Reading text ::

────────────────

We will look at the transmission of light through 4 dieletric td.Box() objects in the x-y plane.

There is a waveguide extending through the x axis. On one side of the boxes is a modal source and on the other is a modal monitor.

We will measure the mode amplitudes at the mode monitor and compute the total power transmitted, which will server as our objective function.

Then, we will set up an adjoint simulation where several modal sources are located at the measurement position and the phase and amplitude of each of the soucess is dependent on the measured amplitudes.

With both the original (forward) and adjoint simulation fields, we can compute the gradient of the measured intensity with respect to the permittivity of each box by summing the product of the electric fields over each of the box volumes.

Then, we will compute this gradient through a brute force perturbation of each of the box permittivity values, showing that the two gradients match with good accuracy.

Parameters#

First, let’s set up some of the parameters of the system.

[2]:
# wavelength and frequency
wavelength = 1.0
freq0 = td.C_0 / wavelength

# resolution control
dl = 0.02

# space between boxes and PML
buffer = 1.5 * wavelength

# initial size of boxes and waveguide
lx0, ly0, lz0 = 1., 1., 8 * dl
wg_width = .7

# position of source and monitor (constant for all)
source_x = -lx0 - 1
meas_x = lx0 + 1

# total size
Lx = 2 * lx0 + 2 * buffer
Ly = 2 * ly0 + 2 * buffer
Lz = lz0 + 2 * buffer

# simulation parameters
subpixel = False
boundary_spec = td.BoundarySpec.all_sides(boundary=td.PML())
shutoff = 1e-8
courant = 0.9

# permittivity at each quadrant of box
quadrants = [x + y for x in "+-" for y in "+-"]
permittivities = [2.0, 2.5, 3.0, 3.5]

wg_eps = 2.75
eps_boxes = {quad: eps for (quad, eps) in zip(quadrants, permittivities)}

# frequency width and run time
freqw = freq0 / 10
run_time = 10 / freqw

# polarization of initial source
pol = "Ey"

# monitor for plotting
monitor_field = td.FieldMonitor(
    center=[0, 0, 0],
    size=[td.inf, td.inf, 0],
    freqs=[freq0],
    name="field_pattern",
)

────────────────

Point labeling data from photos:
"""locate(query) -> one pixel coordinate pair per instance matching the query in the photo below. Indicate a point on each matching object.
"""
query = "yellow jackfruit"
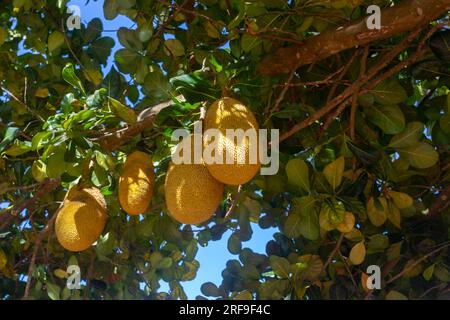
(136, 183)
(81, 219)
(228, 113)
(192, 193)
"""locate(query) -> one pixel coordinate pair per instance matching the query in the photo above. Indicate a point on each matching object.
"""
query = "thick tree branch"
(407, 16)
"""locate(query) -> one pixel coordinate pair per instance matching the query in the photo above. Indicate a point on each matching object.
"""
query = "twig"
(7, 216)
(276, 107)
(332, 254)
(439, 286)
(233, 204)
(89, 275)
(37, 244)
(34, 113)
(355, 96)
(342, 74)
(415, 263)
(332, 104)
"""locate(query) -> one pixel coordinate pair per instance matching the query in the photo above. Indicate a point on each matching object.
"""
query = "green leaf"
(334, 172)
(39, 171)
(106, 244)
(110, 8)
(298, 174)
(94, 76)
(129, 39)
(3, 35)
(440, 45)
(123, 112)
(309, 224)
(55, 162)
(10, 134)
(234, 244)
(303, 219)
(53, 291)
(395, 295)
(210, 289)
(421, 155)
(310, 266)
(428, 272)
(18, 149)
(358, 253)
(280, 266)
(292, 225)
(388, 118)
(410, 136)
(165, 263)
(93, 30)
(175, 47)
(101, 49)
(248, 42)
(389, 92)
(71, 78)
(377, 210)
(55, 41)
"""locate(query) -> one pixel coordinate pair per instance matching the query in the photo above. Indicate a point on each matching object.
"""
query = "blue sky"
(213, 258)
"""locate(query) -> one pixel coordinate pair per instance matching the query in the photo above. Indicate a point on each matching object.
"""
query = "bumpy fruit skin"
(79, 224)
(136, 183)
(228, 113)
(192, 194)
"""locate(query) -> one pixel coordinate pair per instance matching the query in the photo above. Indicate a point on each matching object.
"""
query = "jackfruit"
(192, 193)
(136, 183)
(228, 113)
(81, 219)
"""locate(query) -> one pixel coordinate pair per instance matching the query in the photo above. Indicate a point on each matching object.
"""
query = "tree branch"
(407, 16)
(114, 140)
(37, 244)
(7, 216)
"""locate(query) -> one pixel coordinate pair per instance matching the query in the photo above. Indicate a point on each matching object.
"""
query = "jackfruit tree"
(86, 173)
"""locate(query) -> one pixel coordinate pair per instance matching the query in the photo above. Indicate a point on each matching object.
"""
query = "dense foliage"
(379, 153)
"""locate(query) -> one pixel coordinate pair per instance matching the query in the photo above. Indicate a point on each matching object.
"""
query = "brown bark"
(407, 16)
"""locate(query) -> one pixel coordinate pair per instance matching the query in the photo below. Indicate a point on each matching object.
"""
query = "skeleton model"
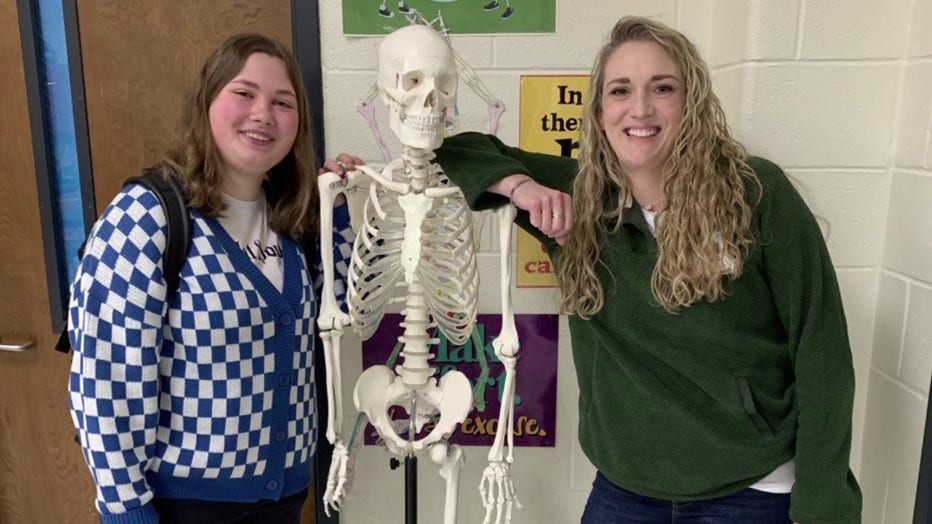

────────────────

Stated exercise A ::
For each statement below, decide whether the tutorial on adjoint gradients supports it. Answer yes or no and quote the words of the tutorial that decide it. (i) The modal source and the modal monitor sit on opposite sides of the boxes. (ii) The waveguide runs along the y axis. (iii) The brute-force gradient turns out to differ noticeably from the adjoint gradient.
Stated exercise B ::
Please reproduce the tutorial on adjoint gradients from "# total size" up to and including "boundary_spec = td.BoundarySpec.all_sides(boundary=td.PML())", substituting "margin" for every "buffer".
Stated exercise C ::
Pick up the tutorial on adjoint gradients after its last line and continue it.

Expected answer A ::
(i) Yes: "On one side of the boxes is a modal source and on the other is a modal monitor."
(ii) No: "There is a waveguide extending through the x axis."
(iii) No: "showing that the two gradients match with good accuracy."

Expected answer B ::
# total size
Lx = 2 * lx0 + 2 * margin
Ly = 2 * ly0 + 2 * margin
Lz = lz0 + 2 * margin

# simulation parameters
subpixel = False
boundary_spec = td.BoundarySpec.all_sides(boundary=td.PML())

Expected answer C ::
# default box center and sizes
center = np.array([-1e-5, -1e-5, -1e-5])

size = np.array([lx0, ly0, lz0])
ds = -0.0

Structures#

Next, we’ll construct the waveguide and each of the boxes.

We’ll give each of these these structures a .name representing what quadrant of the x,y plane it is in.

[3]:
waveguide = td.Structure(
    geometry=td.Box(size=(td.inf, wg_width, lz0)),
    medium=td.Medium(permittivity=wg_eps)
)

boxes_quad = []

for i, (quad, eps) in enumerate(eps_boxes.items()):

    x, y = quad
    xsign = 1 if x == "+" else -1
    ysign = 1 if y == "+" else -1

    center_quad = center.tolist()
    center_quad[0] += xsign * lx0 / 2
    center_quad[1] += ysign * ly0 / 2
    size_quad = size.tolist()
    size_quad[0] += i * ds
    size_quad[1] += i * ds

    box_quad = td.Structure(
        geometry=td.Box(center=center_quad, size=size_quad),
        medium=td.Medium(permittivity=eps),
        name=quad,
    )
    boxes_quad.append(box_quad)

    grad_mon = td.FieldMonitor(
        center=center_quad,
        size=size_quad,
        freqs=[freq0],
        name=quad,
    )

Construct Gradient Monitors#

As discussed, We’ll need the fields within each box for both forward and adjoint simulations in order to compute the gradient.

Here we’ll construct those and assign each the same name as the corresponding structure.

[4]:
#The adjoint gradient is computed by summing up the forward * adjoint fields in the whole volume of each Box.
grad_monitors = []
for structure in boxes_quad:
    grad_monitors.append(
        td.FieldMonitor(
            center=structure.geometry.center,
            size=structure.geometry.size,
            freqs=[freq0],
            name=structure.name,
        )
    )

Construct Base Simulation#

With this information, we can create a simulation that contains both the boxes and their gradient monitors.

We’ll copy this simulation and use it to construct both the forward and adjoint simuilations in a bit.

[5]:
sim_base = td.Simulation(
    size=[Lx, Ly, Lz],
    grid_spec=td.GridSpec.uniform(dl=dl),
    # grid_spec=td.GridSpec.auto(wavelength=wavelength),
    structures=[waveguide] + boxes_quad,
    sources=[],
    monitors=[monitor_field] + grad_monitors,
    run_time=run_time,
    subpixel=subpixel,
    boundary_spec=boundary_spec,
    shutoff=shutoff,
    courant=courant,
)
[11:34:58] WARNING  No sources in simulation.                               simulation.py:427
[6]:
f, axes = plt.subplots(1, 3, tight_layout=True, figsize=(10, 5))

for dim, ax in zip('xyz', axes):
    sim_base.plot(**{dim:0}, ax=ax)

plt.show()
<Figure size 720x360 with 3 Axes>
../_images/notebooks_Adjoint_10_1.png

Forward Simulation#

The forward simulation corresponds to the system we want to compute the gradient for.

It will contain a point source and a FieldMonitor, which will be used to compute the intensity from the objective function.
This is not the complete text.